INSTRUCTION -
Scan the records for the line containing "Indicate the flower arrangement"; extract it and all later lines, verbatim, through the end, and nothing before it.

ROWS -

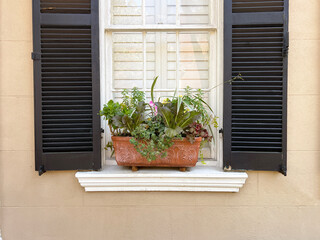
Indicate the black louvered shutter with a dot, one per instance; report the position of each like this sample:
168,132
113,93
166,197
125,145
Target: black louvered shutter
66,84
255,109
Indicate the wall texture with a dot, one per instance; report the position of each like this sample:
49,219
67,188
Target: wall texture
55,207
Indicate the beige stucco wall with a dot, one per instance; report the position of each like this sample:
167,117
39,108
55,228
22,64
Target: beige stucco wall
55,207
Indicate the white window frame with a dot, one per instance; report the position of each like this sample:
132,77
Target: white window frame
209,177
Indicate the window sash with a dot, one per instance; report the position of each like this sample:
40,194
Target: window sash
211,28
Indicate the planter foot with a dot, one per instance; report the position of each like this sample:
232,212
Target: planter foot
134,168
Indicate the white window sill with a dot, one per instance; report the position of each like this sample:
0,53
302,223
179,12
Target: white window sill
201,178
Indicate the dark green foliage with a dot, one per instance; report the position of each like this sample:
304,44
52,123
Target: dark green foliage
154,125
150,139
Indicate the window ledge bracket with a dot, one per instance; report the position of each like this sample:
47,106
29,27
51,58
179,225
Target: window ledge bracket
197,179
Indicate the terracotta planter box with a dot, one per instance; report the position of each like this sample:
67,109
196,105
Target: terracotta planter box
181,154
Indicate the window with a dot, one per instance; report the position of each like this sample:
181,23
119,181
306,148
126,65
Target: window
186,42
176,40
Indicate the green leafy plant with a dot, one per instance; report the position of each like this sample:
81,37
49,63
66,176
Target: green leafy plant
154,125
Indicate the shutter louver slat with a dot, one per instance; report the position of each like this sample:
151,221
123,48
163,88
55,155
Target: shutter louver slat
67,126
255,108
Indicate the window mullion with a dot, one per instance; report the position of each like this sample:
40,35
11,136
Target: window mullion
144,35
143,12
178,12
177,62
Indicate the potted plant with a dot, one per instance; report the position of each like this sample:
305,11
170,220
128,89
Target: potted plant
168,132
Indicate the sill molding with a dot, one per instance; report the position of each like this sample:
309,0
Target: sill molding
197,179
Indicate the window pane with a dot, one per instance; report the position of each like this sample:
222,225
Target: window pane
194,60
126,12
127,60
129,12
194,12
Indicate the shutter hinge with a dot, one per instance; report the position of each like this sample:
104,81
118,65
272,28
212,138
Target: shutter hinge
41,170
285,49
283,170
227,168
35,56
221,131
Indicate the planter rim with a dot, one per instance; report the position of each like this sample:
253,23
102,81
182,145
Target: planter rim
125,138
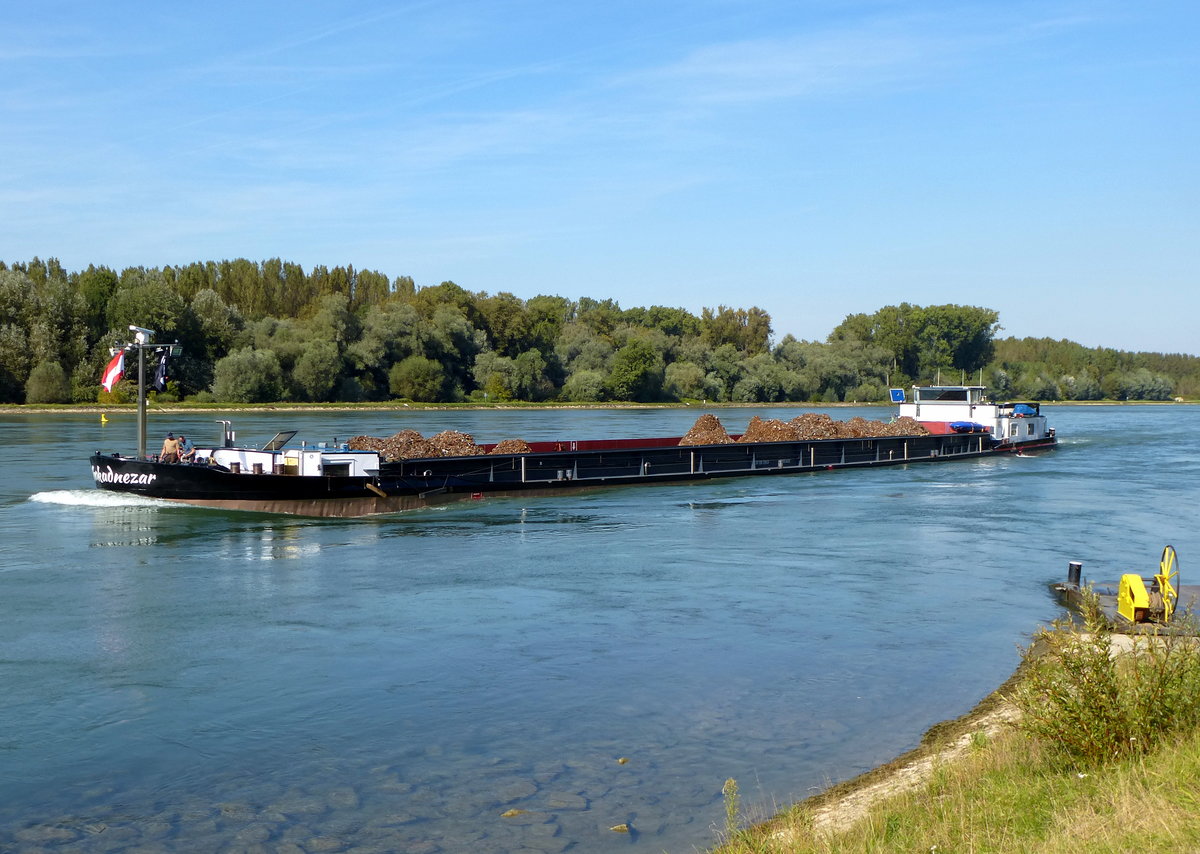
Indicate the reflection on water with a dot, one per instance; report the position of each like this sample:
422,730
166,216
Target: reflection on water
185,679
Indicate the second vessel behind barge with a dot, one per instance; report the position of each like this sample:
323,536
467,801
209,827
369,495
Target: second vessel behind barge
323,481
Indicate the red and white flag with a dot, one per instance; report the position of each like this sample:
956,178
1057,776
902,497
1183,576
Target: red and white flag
113,372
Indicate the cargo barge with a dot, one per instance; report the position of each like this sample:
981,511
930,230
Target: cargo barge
336,480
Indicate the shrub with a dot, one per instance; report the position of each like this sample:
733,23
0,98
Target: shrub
1096,704
48,384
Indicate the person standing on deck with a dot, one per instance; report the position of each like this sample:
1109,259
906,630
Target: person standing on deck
169,452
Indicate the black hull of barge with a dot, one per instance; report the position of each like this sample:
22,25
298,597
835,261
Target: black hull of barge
413,483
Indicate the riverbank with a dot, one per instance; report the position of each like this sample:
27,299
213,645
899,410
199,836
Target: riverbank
473,406
984,782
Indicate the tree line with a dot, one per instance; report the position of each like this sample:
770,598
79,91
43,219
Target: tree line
269,331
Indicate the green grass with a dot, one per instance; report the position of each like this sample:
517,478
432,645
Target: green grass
1103,757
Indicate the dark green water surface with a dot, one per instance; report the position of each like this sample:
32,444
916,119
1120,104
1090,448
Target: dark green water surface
180,679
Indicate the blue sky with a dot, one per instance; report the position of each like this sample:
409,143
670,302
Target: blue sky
816,158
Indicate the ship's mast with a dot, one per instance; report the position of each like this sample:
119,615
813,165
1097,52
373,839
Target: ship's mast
143,342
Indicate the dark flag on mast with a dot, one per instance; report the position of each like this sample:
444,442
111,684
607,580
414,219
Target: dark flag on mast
160,374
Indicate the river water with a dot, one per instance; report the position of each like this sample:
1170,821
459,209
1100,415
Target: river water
180,679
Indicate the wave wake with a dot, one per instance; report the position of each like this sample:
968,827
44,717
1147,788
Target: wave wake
94,498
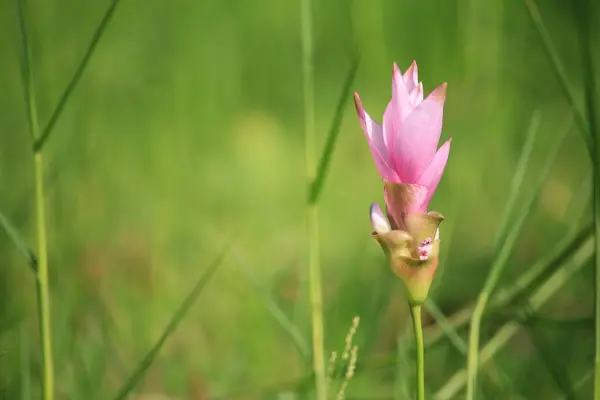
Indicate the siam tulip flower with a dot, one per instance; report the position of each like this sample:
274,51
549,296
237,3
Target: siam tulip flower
406,154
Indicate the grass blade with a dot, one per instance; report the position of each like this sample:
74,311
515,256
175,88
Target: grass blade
39,143
498,267
187,304
561,74
276,311
446,326
312,210
43,292
317,185
25,370
585,23
508,330
517,180
526,282
19,242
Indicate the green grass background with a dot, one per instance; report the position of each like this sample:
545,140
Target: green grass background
185,135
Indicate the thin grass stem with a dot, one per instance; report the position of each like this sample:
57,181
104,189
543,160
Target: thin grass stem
496,272
314,267
179,315
540,297
585,23
561,73
43,295
41,140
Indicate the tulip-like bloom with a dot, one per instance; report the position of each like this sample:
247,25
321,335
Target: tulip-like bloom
405,151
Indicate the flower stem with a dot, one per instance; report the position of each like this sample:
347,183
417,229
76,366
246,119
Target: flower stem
42,283
415,312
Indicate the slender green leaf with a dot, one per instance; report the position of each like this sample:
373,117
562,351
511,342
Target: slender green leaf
507,331
275,310
585,21
179,315
530,279
317,185
39,143
19,242
561,73
498,267
445,326
517,181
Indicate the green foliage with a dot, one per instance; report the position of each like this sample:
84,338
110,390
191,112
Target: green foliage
184,133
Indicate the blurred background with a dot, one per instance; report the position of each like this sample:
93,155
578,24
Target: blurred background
185,135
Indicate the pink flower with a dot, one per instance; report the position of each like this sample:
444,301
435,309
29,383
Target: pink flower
405,147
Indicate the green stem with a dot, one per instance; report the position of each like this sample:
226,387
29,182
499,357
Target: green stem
314,267
415,311
42,284
43,297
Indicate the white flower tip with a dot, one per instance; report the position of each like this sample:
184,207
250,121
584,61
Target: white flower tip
379,220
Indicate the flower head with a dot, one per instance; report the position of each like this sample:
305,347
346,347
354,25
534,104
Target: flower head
405,146
405,151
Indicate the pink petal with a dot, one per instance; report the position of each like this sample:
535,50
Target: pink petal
417,139
432,175
416,96
403,199
411,77
374,134
396,111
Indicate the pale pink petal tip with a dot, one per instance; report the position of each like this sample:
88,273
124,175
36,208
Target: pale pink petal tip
379,221
440,92
396,71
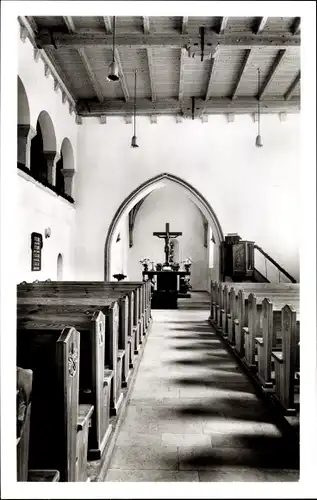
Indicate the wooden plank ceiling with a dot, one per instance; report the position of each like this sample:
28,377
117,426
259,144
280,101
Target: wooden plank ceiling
185,65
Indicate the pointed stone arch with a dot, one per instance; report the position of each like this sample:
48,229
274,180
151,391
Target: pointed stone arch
146,188
25,131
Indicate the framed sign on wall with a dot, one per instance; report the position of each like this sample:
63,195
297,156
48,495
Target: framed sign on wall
36,247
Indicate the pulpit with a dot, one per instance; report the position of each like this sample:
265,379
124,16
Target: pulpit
166,287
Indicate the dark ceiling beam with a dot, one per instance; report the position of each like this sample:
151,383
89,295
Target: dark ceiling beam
277,61
260,25
123,83
290,91
173,106
295,29
240,74
209,83
184,25
68,20
177,41
223,25
146,29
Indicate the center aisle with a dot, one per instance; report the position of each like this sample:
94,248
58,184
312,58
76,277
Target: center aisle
193,415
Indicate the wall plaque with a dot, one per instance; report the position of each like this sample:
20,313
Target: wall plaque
36,246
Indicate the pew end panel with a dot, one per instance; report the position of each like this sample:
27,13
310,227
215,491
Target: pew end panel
85,413
23,407
285,361
112,361
264,346
53,357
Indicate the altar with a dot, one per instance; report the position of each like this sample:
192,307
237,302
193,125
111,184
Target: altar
168,282
167,287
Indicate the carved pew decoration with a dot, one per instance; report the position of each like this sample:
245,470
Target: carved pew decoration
225,311
231,316
264,346
250,331
285,361
239,323
54,359
24,390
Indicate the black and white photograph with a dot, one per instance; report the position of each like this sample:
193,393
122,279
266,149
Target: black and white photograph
158,323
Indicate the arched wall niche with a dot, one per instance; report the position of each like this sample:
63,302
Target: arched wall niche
48,131
68,154
23,105
145,189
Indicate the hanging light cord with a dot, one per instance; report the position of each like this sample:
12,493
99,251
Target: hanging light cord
258,101
114,34
134,102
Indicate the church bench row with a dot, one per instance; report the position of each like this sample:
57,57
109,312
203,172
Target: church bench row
23,408
255,326
138,292
220,293
140,296
48,312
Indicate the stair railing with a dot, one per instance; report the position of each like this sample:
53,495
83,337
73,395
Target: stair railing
269,268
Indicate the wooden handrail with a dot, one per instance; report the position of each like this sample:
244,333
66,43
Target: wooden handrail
280,268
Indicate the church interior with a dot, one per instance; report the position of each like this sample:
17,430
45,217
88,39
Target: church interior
158,249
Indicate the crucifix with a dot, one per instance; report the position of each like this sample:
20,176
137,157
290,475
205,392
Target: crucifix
167,235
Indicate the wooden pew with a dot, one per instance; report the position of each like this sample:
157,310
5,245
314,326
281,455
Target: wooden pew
41,312
24,391
286,361
61,311
139,291
254,312
23,406
53,358
234,308
270,340
127,341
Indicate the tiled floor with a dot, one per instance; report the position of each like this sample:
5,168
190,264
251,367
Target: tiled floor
193,415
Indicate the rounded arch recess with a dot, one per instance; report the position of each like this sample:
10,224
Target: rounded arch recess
146,188
68,154
47,130
23,105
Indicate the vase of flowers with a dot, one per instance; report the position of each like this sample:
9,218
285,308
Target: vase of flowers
145,263
187,263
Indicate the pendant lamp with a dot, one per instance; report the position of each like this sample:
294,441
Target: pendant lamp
113,67
133,142
258,140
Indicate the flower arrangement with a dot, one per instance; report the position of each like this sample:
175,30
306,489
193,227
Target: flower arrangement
188,261
145,261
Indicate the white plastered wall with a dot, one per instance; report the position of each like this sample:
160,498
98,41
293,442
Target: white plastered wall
253,191
171,205
38,207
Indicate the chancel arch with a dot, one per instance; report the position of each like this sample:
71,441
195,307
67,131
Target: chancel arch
59,267
145,189
65,168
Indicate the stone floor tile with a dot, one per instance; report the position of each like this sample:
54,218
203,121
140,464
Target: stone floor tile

RESULT BELOW -
Indicate the flower arrangement with a dot, one per instance; report the position of each like this sample:
175,30
306,489
193,227
Target: flower arrangement
188,261
145,261
Indicate the white plastered wall with a dot, one per instance; report the position of each like this sample:
160,498
98,41
293,442
Target: white plastered wall
253,191
171,205
38,207
Indicate the chancel arch with a dot, one per instance; report the position of each like this sample:
71,441
195,307
67,131
Target: chancel arch
59,267
145,189
65,168
Indicate the stone floor tile with a dot, one per instance; report the position of each like this sample:
54,218
203,121
140,464
Target: stone floor tile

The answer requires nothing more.